▶ _Source document_
++++

Rating: 3.5/5The use of the second person is a particularly tricky feat to pull off in literature. It is a point of view that can come off as gimmicky in the hands of even the most talented writers. Mark Richard, the author of the short story collections The Ice at the Bottom of the World and Charity, as well as the novel Fishboy, ups the ante even more: he writes his autobiography from that strange vantage point. Of course when your book begins with “Say you have a ‘special child,’ which in the South means one between Down’s and dyslexic,” the use of the second person can seem both strangely intimate and yet hold the reader at arm’s length.
House of Prayer No. 2 is more than Richard’s origin story. It’s his difficult childhood, wayward young adult years and successful middle age condensed into a slim volume that barely tops out at 200 pages. We zoom through his struggles with a hip disability as a child while growing up in the South during the ‘60s, leading us not only to the discovery of his writer’s voice but his eventual finding of faith.
In the early sections of the book, the South lives and breathes through Richard’s prose. It is a place where a “special child” doesn’t fit in, especially a child whose teachers deem both a genius and “retarded.” This dichotomy rips at the seams of Richard’s early years as he can read complicated texts by the age of six but still tries to bite strangers at parties. Social awkwardness is the least of Richard’s worries as a congenital hip defect lands him in a special hospital for disabled children for long spells where he must not only submit to a body cast but brutal operations designed to stave the inevitable confinement to a wheelchair.

++++

▶ _Extracted entries_
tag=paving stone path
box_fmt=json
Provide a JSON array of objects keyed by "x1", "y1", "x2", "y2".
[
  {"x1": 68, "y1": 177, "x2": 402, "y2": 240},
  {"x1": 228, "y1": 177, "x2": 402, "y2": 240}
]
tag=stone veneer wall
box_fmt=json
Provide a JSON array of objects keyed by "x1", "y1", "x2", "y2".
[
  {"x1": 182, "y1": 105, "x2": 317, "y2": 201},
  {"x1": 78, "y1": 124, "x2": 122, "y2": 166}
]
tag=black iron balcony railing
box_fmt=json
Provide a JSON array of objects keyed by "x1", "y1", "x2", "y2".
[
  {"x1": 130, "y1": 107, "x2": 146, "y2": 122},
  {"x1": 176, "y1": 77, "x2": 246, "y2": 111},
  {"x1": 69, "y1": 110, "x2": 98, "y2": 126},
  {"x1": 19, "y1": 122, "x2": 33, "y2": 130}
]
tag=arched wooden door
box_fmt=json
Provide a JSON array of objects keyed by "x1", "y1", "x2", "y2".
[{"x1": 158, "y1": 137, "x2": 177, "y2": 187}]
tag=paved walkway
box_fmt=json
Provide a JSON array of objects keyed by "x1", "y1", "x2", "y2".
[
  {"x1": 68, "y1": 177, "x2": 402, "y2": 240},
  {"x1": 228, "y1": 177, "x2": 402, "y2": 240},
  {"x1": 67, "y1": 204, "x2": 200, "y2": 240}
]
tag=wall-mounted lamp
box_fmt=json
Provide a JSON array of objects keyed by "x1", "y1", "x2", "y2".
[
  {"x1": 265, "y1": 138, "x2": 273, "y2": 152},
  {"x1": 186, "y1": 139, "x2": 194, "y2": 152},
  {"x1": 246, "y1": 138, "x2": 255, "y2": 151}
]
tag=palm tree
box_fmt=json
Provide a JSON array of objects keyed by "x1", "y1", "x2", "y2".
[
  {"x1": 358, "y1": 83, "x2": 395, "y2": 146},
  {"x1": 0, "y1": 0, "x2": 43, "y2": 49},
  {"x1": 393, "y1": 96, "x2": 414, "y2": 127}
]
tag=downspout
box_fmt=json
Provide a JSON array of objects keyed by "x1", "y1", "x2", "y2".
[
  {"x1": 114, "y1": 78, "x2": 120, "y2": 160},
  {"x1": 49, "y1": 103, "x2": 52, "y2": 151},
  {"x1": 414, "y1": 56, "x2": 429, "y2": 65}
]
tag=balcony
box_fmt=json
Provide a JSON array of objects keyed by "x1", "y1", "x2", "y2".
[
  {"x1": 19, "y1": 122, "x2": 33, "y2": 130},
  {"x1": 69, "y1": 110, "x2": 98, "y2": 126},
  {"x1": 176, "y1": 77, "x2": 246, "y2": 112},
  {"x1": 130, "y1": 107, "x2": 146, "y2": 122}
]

++++

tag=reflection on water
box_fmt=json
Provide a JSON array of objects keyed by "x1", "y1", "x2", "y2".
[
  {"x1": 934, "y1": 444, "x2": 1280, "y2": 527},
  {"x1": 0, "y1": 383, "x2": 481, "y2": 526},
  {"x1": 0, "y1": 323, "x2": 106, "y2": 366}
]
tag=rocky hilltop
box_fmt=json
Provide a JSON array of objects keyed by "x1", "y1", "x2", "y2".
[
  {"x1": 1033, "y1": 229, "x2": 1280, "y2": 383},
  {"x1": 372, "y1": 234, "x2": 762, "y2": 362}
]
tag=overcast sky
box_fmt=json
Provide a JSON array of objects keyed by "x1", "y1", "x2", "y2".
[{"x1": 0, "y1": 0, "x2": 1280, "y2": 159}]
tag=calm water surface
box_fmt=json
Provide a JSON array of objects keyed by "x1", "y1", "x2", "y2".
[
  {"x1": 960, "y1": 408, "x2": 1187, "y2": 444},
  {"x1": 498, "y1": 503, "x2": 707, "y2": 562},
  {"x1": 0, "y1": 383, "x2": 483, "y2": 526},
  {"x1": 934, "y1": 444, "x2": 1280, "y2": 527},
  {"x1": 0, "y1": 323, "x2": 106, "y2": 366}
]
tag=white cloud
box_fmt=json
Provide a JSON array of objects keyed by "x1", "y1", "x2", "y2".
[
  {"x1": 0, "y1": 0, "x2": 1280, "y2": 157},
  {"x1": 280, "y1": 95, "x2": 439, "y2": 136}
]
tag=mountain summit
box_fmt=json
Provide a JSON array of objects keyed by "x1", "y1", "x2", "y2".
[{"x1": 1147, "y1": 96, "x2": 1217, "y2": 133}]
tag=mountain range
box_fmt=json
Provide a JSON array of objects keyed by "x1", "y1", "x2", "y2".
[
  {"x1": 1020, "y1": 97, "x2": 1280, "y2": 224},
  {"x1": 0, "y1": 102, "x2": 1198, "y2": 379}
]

++++

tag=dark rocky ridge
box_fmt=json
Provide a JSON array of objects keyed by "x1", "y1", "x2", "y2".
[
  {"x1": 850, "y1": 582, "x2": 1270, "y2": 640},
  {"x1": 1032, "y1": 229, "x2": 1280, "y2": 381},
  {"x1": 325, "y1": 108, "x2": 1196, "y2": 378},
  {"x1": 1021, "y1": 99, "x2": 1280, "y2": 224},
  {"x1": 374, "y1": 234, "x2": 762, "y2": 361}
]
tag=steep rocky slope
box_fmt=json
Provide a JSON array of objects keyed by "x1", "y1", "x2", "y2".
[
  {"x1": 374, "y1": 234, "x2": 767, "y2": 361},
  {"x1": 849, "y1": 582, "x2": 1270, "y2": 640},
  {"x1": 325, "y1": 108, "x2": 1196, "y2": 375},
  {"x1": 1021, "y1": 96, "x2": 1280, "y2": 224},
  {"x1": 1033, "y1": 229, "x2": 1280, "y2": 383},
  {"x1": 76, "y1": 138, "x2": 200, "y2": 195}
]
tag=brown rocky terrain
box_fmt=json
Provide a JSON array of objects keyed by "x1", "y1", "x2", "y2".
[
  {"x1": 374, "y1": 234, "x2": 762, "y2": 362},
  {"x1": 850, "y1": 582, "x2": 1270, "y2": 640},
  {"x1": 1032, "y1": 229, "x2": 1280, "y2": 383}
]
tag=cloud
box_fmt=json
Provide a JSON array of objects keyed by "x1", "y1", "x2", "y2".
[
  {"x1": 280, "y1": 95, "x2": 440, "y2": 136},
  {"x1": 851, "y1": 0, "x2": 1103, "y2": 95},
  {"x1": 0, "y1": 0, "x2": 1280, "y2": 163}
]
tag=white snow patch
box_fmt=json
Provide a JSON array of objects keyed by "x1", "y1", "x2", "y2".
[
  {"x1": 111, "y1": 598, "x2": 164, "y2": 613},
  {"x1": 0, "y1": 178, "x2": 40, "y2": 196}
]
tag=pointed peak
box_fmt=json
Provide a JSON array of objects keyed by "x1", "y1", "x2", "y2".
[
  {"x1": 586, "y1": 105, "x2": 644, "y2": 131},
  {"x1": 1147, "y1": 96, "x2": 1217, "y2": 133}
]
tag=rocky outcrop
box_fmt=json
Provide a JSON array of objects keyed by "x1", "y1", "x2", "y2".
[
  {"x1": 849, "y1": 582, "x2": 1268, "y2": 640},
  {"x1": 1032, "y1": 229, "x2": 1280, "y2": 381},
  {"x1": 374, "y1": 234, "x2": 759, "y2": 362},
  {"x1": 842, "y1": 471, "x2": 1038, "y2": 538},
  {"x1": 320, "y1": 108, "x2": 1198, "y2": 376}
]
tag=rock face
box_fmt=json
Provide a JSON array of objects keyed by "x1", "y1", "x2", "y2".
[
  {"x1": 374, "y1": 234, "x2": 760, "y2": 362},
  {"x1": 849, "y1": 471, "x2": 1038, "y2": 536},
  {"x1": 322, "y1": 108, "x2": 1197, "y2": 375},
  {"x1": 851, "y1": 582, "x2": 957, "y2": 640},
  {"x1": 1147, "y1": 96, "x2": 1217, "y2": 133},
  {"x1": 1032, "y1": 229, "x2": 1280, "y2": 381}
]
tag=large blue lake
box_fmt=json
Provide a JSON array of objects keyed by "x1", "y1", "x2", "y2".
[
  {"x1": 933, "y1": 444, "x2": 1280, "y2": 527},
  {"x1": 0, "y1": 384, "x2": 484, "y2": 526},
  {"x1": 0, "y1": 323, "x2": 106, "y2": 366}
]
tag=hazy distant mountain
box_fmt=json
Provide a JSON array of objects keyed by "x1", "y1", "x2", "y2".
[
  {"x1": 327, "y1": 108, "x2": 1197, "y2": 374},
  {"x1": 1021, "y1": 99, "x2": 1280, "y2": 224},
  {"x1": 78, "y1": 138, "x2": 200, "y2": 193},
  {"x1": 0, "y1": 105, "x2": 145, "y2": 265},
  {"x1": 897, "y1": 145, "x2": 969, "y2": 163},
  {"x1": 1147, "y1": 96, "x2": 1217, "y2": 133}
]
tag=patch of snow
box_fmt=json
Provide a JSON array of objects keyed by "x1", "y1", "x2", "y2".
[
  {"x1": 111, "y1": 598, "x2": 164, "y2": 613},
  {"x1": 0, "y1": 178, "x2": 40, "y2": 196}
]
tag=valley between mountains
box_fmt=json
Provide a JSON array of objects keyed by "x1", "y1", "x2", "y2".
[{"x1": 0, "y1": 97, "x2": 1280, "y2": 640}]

++++

▶ _Problems to solve_
1 > Answer these questions about the book review, using only what it states. Mark each answer with the same letter.
(a) What rating does the review give the book?
(b) About how many pages long is the book, according to the review?
(c) By what age could Richard read complicated texts?
2 > Write the next part of the book review, picking up after its last sentence.

▶ _Per-task answers_
1 >
(a) 3.5/5
(b) Barely 200 pages
(c) Six

2 >
Though Richard may have showed talent at a young age, it takes him a long time before he can claim that gift. During his teenage years and into his early twenties, Richard takes a detour, living on fishing boats and squatting in beach towns, drinking with other unruly friends and bedding all kinds of women. Richard claims his transgressions with frank clarity but perhaps this is one reason for that second person point of view. Perhaps House of Prayer No. 2 is an exorcism of sorts now that Richard has found faith and his refusal to use the word “I” is a way of renouncing those early days.
With only a single novel and two collections, one may wonder if Richard has earned the right to an autobiography. He didn’t create a vaccine or fight off a terrorist attack. But while the ordinary life can also be the most fascinating, Richard’s prose is the main attraction here. Richard makes great lengths to evoke the shadowy milieus of his youth – from the children’s hospital filled with lovable weirdoes to the seedy dive bars and bachelor pads of his early adult years. The prose may be spare but Richard knows how to fill in the details. “At the mother’s mother’s house in Louisiana, they have spicy chicken and rice and beer in coolers in the kitchen and black coffee and fried bread and brothers coming in off shifts from the oil fields and refineries to see their big sister, the brothers tossing the special child up in the air and taking him out back to see how they are putting a stock car together,” reads one sentence. It’s a doozy but it certainly paints a vivid picture.
Richard’s spiritual awakening only comes in the book’s final pages and he has less to say about the epiphany than the events that led up to it. After trying to enroll in a seminary, Richard throws himself into a new project: helping a black Pentecostal church in his hometown fund and build a new building. Richard chronicles the steps and impediments he faced to get the church built but House of Prayer No. 2 ends on a jubilant note. Is the church or this book Richard’s ultimate testament? I suppose it could really be both.